* **What to work on**:
• a. In the Hillary Clinton profile, which presidential candidate did she back as a young supporter in 1964?
• b. Write the next few paragraphs of the Hillary Clinton profile, picking up after its last sentence.

* **Source excerpt**:
Hillary Clinton
Political baggage and the caution Ms Clinton acquired as first lady may hinder her bid for her own set of keys to the White House, writes Ed Pilkington.
Hillary Rodham Clinton has come a long way from Park Ridge, the middle-class suburb of Chicago where she was born in 1947, and not just in terms of the distance from Illinois to New York, where she has been a senator for the past six years. Her political journey has been substantial too, having grown up under the dominant influence of her father, Hugh Rodham, whom she describes in her autobiography as a "rock-ribbed, up-by-your-bootstraps, conservative Republican and proud of it".
It is one of the more astonishing facts about Clinton that the current frontrunner for the 2008 Democratic nomination began her political life as a supporter of the rightwing Republican and militant anti-Communist Barry Goldwater in his unsuccessful bid for the 1964 presidency. Years later when she became first lady he thanked her by sending a case of barbecue fixings to the White House.
But the political foment of the 1960s - the assassination of John F Kennedy, Vietnam, the women's rights movement - caught Clinton's imagination and when she entered Yale law school in 1969 she was already moving beyond her conservative roots. By 1974, aged 26, she had a name as a progressive lawyer and became one of the 44 attorneys to prepare the post-Watergate impeachment case against Richard Nixon.

* **Record excerpts**:
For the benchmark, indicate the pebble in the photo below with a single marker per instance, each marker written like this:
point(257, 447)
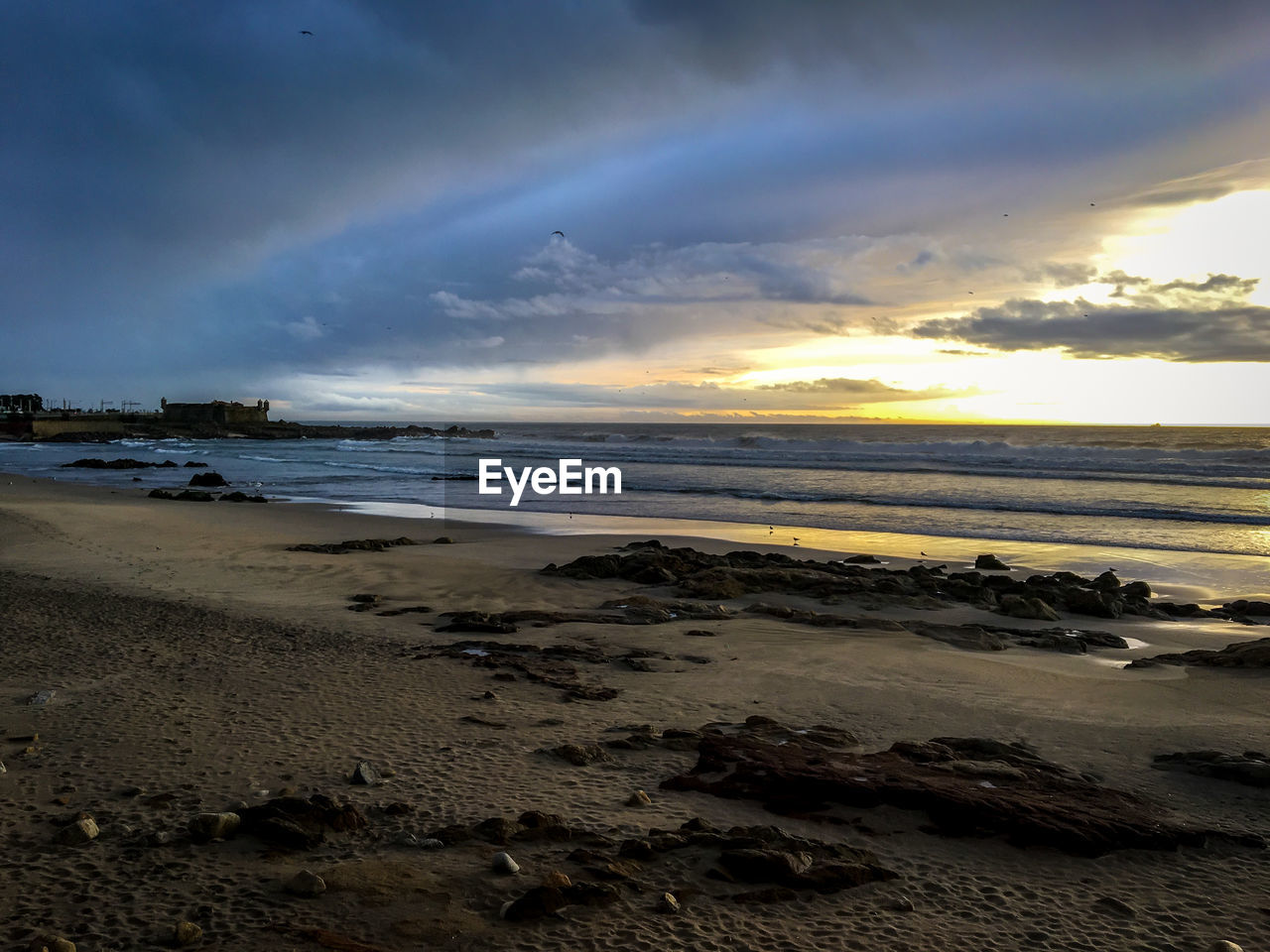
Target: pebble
point(503, 864)
point(305, 884)
point(79, 833)
point(208, 826)
point(186, 933)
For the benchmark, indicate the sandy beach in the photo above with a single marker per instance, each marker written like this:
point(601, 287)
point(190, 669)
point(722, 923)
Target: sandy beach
point(197, 665)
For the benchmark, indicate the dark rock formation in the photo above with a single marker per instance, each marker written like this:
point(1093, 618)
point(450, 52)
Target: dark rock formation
point(123, 463)
point(552, 665)
point(1241, 654)
point(966, 785)
point(703, 575)
point(358, 544)
point(299, 823)
point(1251, 767)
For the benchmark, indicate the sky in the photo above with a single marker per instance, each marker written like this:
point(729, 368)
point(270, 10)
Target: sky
point(640, 209)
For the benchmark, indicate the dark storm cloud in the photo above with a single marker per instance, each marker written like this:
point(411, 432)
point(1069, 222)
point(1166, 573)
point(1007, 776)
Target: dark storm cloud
point(1192, 331)
point(810, 395)
point(195, 193)
point(858, 390)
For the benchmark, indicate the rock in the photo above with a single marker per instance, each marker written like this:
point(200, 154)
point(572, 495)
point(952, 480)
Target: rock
point(538, 902)
point(186, 933)
point(298, 823)
point(1241, 654)
point(1100, 604)
point(366, 774)
point(1106, 581)
point(580, 756)
point(1020, 607)
point(82, 830)
point(1243, 606)
point(498, 829)
point(964, 636)
point(503, 864)
point(1115, 906)
point(1251, 767)
point(208, 826)
point(1035, 803)
point(305, 884)
point(1135, 589)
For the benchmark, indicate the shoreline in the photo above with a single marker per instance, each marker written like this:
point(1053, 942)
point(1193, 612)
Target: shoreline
point(193, 664)
point(1185, 575)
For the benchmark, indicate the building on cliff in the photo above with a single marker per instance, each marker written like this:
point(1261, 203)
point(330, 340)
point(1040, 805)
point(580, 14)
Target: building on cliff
point(218, 413)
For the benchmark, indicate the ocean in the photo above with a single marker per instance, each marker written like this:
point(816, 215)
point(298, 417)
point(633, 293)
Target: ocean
point(1146, 488)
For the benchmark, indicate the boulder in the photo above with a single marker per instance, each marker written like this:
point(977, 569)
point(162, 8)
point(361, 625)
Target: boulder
point(1020, 607)
point(1037, 802)
point(1241, 654)
point(307, 884)
point(79, 832)
point(1250, 769)
point(991, 562)
point(204, 828)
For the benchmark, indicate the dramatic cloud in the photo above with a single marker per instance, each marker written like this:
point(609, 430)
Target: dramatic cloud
point(197, 199)
point(1178, 320)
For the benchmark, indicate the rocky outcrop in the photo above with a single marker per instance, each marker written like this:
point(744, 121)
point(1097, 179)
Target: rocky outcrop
point(123, 463)
point(702, 575)
point(1250, 769)
point(1254, 655)
point(966, 785)
point(357, 544)
point(553, 665)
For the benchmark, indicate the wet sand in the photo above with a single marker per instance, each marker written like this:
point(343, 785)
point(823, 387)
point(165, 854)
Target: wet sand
point(198, 665)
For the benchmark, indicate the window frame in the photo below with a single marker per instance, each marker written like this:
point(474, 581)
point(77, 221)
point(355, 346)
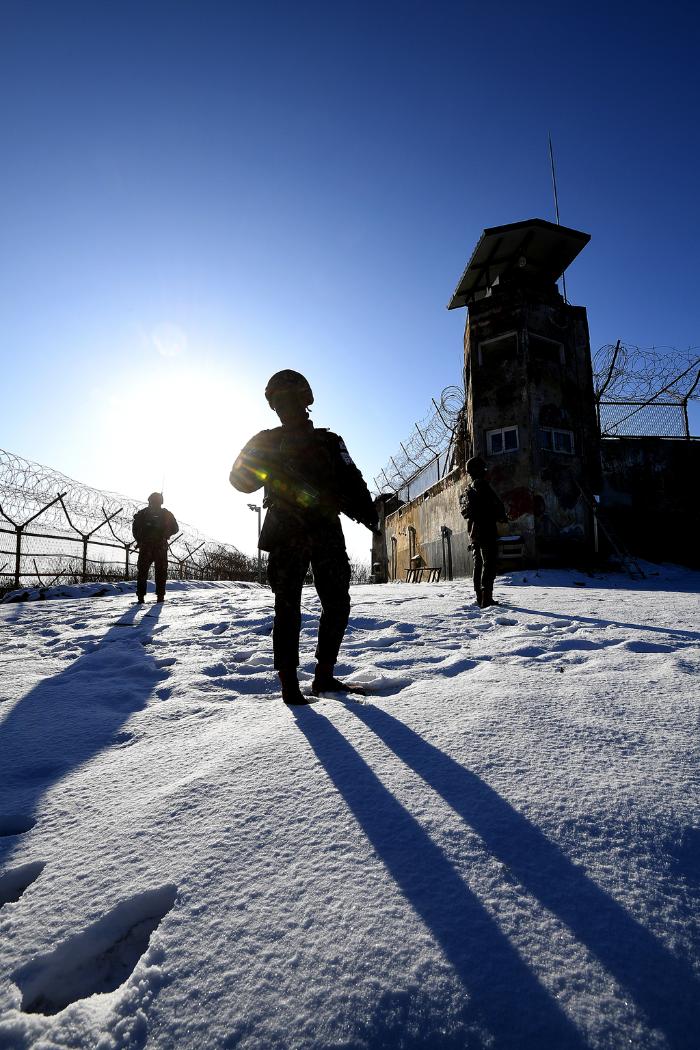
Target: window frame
point(554, 342)
point(554, 431)
point(497, 338)
point(502, 431)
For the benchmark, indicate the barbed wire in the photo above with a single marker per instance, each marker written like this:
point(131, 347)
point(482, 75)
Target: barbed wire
point(624, 372)
point(26, 488)
point(430, 438)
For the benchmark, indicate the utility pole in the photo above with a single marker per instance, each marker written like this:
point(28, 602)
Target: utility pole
point(254, 506)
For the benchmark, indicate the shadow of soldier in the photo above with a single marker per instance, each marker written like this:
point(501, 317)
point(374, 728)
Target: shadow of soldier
point(65, 720)
point(661, 986)
point(504, 993)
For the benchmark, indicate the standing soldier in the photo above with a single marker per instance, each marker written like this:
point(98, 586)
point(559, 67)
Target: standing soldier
point(152, 527)
point(309, 478)
point(482, 508)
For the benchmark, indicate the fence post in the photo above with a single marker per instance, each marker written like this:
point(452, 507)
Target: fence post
point(18, 553)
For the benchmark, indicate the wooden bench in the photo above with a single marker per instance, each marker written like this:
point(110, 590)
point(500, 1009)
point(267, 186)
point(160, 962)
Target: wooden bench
point(415, 575)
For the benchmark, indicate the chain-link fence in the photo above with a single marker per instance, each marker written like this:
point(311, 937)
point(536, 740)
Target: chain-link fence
point(428, 454)
point(630, 419)
point(55, 528)
point(644, 392)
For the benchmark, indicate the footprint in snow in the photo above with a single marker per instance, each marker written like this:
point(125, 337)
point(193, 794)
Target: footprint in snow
point(99, 960)
point(215, 628)
point(123, 739)
point(16, 824)
point(215, 670)
point(649, 647)
point(17, 881)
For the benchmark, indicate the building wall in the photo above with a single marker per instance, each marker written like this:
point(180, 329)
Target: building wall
point(650, 496)
point(533, 385)
point(436, 510)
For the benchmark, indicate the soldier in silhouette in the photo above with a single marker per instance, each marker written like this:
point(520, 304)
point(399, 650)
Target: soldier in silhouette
point(309, 479)
point(152, 527)
point(483, 509)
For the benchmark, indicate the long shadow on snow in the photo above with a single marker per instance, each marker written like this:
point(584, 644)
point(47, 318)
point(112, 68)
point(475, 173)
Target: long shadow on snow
point(65, 720)
point(601, 622)
point(661, 986)
point(516, 1009)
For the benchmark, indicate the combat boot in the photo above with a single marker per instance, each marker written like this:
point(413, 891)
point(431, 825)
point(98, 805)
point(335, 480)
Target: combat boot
point(324, 681)
point(487, 599)
point(292, 695)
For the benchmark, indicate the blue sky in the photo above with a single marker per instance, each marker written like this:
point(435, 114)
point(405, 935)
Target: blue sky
point(197, 194)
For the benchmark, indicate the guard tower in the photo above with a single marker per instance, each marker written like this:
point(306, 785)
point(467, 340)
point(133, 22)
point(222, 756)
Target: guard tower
point(530, 407)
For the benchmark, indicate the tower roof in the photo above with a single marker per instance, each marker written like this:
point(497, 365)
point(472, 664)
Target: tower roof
point(535, 248)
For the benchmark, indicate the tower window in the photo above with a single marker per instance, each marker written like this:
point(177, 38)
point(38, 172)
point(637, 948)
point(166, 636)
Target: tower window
point(504, 440)
point(503, 348)
point(547, 351)
point(556, 441)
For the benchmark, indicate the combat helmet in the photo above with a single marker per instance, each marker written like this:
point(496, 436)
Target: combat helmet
point(289, 381)
point(475, 466)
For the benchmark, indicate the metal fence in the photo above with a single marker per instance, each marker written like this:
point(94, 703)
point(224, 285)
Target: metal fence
point(427, 455)
point(632, 419)
point(55, 528)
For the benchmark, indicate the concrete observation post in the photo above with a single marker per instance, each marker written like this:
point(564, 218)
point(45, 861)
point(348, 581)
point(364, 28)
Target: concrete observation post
point(530, 407)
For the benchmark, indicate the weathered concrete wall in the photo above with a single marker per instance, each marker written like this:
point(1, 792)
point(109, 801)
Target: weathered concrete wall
point(650, 496)
point(533, 384)
point(440, 531)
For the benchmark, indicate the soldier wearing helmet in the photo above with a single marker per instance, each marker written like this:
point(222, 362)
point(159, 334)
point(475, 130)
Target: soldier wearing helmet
point(483, 509)
point(152, 527)
point(309, 479)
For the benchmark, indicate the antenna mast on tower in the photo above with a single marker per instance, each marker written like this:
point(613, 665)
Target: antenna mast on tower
point(556, 205)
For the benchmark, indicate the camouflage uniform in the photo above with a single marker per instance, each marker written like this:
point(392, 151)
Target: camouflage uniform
point(151, 529)
point(483, 508)
point(309, 478)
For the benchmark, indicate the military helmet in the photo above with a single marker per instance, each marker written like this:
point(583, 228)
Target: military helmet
point(475, 466)
point(289, 381)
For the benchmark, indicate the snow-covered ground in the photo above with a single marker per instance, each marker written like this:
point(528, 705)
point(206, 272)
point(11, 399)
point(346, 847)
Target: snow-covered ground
point(500, 847)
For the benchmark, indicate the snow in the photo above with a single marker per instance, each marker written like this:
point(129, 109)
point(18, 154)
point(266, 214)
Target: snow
point(500, 847)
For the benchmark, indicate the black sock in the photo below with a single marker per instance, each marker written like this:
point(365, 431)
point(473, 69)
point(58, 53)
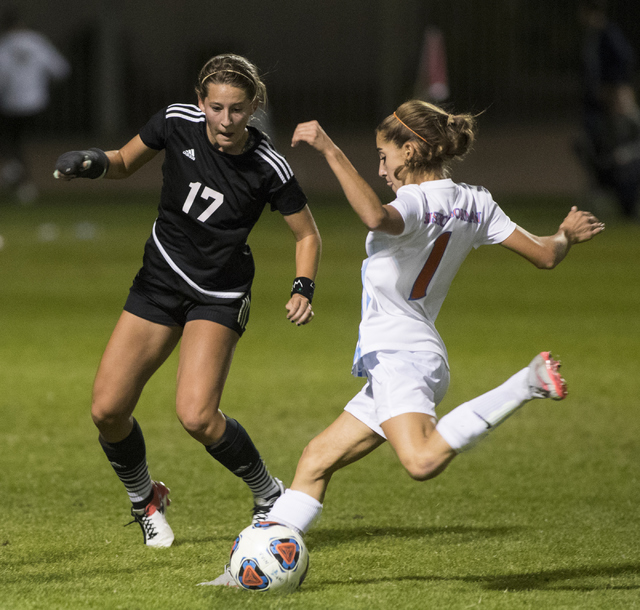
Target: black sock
point(236, 452)
point(128, 458)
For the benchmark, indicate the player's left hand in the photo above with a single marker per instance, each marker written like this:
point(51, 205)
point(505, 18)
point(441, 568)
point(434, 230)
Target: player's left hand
point(312, 134)
point(580, 226)
point(299, 310)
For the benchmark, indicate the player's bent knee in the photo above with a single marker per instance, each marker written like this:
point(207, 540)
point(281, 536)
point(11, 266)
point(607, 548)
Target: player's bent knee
point(313, 463)
point(423, 468)
point(105, 416)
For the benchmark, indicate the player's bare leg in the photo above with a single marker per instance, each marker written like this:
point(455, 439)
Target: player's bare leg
point(344, 442)
point(420, 448)
point(135, 351)
point(206, 353)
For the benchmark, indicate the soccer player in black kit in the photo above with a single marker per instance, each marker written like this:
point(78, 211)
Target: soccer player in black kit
point(195, 282)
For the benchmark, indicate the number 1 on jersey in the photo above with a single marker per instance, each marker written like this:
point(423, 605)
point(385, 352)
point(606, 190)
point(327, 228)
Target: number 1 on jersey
point(207, 193)
point(425, 276)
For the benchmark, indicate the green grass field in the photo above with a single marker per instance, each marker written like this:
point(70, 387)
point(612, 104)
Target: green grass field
point(543, 514)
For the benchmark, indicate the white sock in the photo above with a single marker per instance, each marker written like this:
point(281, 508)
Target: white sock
point(295, 509)
point(471, 421)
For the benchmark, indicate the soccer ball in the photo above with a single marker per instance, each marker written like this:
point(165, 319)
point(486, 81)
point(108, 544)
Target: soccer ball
point(269, 556)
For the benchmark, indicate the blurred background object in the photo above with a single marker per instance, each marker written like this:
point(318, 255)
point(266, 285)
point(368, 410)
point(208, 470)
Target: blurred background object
point(344, 63)
point(609, 145)
point(29, 63)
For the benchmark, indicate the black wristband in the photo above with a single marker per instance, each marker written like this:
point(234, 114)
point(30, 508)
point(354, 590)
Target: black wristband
point(303, 286)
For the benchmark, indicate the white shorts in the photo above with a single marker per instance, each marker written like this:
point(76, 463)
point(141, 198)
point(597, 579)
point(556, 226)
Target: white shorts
point(399, 382)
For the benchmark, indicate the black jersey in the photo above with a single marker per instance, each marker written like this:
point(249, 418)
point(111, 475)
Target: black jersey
point(209, 203)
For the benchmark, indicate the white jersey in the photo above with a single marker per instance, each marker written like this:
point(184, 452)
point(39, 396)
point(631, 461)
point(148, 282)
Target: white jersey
point(406, 277)
point(28, 62)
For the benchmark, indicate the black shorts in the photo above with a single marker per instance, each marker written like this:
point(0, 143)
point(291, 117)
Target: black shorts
point(156, 302)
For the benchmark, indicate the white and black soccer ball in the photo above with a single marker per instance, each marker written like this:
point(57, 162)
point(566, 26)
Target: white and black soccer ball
point(269, 556)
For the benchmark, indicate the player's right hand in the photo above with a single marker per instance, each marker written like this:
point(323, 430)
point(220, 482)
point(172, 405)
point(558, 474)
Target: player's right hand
point(92, 163)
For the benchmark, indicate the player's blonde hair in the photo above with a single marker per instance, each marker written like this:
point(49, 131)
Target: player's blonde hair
point(234, 70)
point(438, 136)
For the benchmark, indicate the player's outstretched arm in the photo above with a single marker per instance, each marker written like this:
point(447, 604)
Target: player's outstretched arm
point(361, 196)
point(547, 252)
point(308, 250)
point(96, 163)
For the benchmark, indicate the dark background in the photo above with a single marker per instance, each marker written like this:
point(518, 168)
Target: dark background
point(347, 62)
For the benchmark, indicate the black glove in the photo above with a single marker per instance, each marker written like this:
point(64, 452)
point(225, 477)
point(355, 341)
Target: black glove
point(92, 163)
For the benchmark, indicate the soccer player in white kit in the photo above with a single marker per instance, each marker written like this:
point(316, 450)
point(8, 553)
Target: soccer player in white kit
point(415, 246)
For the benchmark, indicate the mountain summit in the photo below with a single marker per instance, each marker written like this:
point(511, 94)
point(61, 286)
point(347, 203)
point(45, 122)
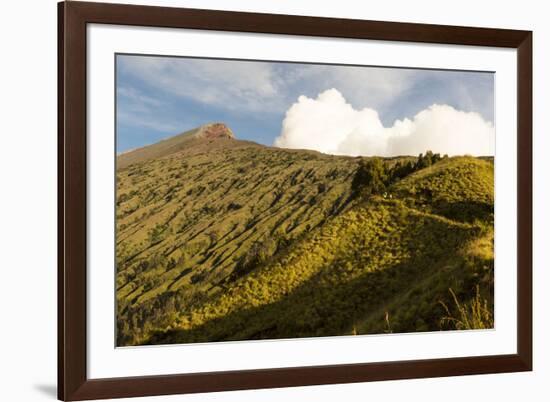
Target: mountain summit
point(206, 137)
point(213, 131)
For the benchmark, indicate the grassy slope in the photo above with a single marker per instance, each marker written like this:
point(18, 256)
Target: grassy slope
point(255, 242)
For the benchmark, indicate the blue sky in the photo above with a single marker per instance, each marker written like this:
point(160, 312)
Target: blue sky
point(159, 97)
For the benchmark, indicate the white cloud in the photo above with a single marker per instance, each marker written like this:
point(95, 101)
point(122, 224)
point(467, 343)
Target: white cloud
point(331, 125)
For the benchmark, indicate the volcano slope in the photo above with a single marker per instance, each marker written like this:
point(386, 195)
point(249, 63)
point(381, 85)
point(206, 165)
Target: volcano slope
point(220, 239)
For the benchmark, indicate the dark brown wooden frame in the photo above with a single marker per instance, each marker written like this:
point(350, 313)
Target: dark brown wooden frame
point(73, 17)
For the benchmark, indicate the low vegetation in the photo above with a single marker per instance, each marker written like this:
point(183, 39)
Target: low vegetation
point(220, 239)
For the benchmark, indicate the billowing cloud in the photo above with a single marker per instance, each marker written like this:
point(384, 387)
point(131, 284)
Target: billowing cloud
point(329, 124)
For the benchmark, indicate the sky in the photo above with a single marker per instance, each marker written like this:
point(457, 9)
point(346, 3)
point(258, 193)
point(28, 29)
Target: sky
point(348, 110)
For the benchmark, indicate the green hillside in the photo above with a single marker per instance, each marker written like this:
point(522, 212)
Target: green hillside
point(221, 239)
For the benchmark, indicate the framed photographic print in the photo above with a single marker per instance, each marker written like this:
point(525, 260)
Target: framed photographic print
point(253, 200)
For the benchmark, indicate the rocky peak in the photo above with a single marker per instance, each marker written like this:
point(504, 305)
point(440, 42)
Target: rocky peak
point(214, 130)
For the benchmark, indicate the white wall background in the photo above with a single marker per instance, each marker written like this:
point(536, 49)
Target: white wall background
point(28, 199)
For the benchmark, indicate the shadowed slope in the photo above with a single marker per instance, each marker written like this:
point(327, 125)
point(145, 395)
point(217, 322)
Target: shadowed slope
point(226, 239)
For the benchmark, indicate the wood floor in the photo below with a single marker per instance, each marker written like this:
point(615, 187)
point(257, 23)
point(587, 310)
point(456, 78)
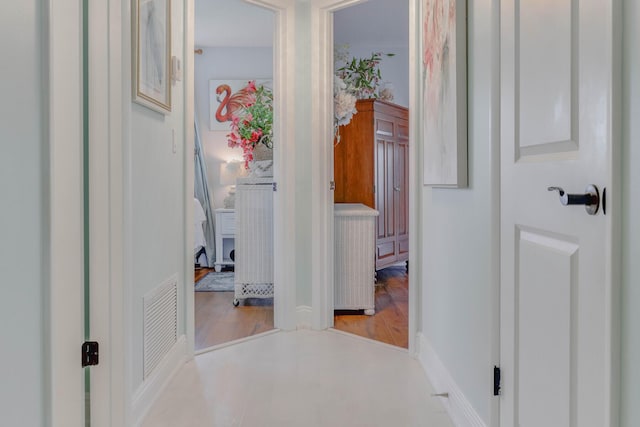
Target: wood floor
point(390, 323)
point(217, 321)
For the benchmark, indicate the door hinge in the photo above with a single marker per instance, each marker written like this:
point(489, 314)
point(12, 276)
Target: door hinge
point(89, 353)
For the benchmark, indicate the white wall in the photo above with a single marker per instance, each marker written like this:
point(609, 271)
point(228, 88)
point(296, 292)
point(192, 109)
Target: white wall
point(219, 63)
point(458, 263)
point(302, 142)
point(23, 215)
point(630, 393)
point(154, 202)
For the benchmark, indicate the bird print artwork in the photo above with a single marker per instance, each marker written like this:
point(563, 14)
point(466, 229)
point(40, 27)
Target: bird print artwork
point(227, 97)
point(231, 102)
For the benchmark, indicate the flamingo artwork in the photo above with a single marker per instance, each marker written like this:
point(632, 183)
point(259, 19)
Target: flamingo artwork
point(231, 102)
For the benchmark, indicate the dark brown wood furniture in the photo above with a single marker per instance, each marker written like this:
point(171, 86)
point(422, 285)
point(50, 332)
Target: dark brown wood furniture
point(371, 167)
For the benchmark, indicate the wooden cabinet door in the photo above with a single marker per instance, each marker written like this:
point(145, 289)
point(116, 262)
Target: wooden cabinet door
point(385, 203)
point(401, 168)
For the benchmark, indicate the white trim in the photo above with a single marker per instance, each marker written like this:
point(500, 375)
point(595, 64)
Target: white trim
point(152, 387)
point(322, 152)
point(189, 135)
point(105, 208)
point(63, 134)
point(457, 405)
point(304, 317)
point(415, 175)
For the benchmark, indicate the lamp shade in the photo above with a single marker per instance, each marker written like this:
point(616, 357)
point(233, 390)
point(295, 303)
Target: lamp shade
point(230, 171)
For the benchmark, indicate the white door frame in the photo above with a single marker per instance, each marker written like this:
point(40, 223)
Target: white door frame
point(110, 396)
point(284, 305)
point(63, 299)
point(322, 172)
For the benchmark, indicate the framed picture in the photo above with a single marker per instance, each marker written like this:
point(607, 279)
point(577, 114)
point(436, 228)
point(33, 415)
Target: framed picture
point(225, 97)
point(444, 102)
point(152, 54)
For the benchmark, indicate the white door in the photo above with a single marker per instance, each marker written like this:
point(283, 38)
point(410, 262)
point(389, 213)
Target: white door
point(557, 106)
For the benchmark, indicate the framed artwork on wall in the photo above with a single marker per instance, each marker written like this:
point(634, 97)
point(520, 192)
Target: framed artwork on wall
point(444, 84)
point(151, 31)
point(225, 97)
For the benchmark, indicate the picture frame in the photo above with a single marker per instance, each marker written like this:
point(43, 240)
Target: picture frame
point(444, 92)
point(221, 92)
point(151, 40)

* **Answers for the tasks**:
• a. Barry Goldwater

• b.
It was at Yale she met Bill Clinton, moving to his home state of Arkansas where they married in 1975. She set up legal practise there while he went on to govern the state for 12 years until he turned his attentions to the White House, taking occupation in January 1993.
From the start Hillary, with her sharp legal training and her belief in women playing an equal role in public life, had no intention of being the traditional first lady. To mirror Bill's west wing, she set up her own mini cabinet and staff in the east wing of the White House, which came to be known as Hillaryland.
That determination to play her own independent part came to the fore in her leadership of the Clinton administration's attempts to reform the US healthcare system and extend insurance to millions of uncovered Americans. The Republican right and private health care companies robustly opposed the proposals, emphasising the first lady's unelected status to discredit the reforms.
After almost two years battling for the measure the Clintons gave in and dropped it - a defeat that still hangs over her as she fights for her own set of keys to the White House. In her autobiography, An American Story, she admits that she has looked back on the experience and blamed herself "for botching healthcare, coming on too strong and galvanising our opponents".
The bruising experience of the failed attempt at health reform, magnified by Republican attacks on her and her husband's integrity over their Whitewater property dealings and the Monica Lewinsky affair, helped to turn the outspoken, aggressive Hillary Clinton of the early 1990s into the cautious and supremely professional politician of today.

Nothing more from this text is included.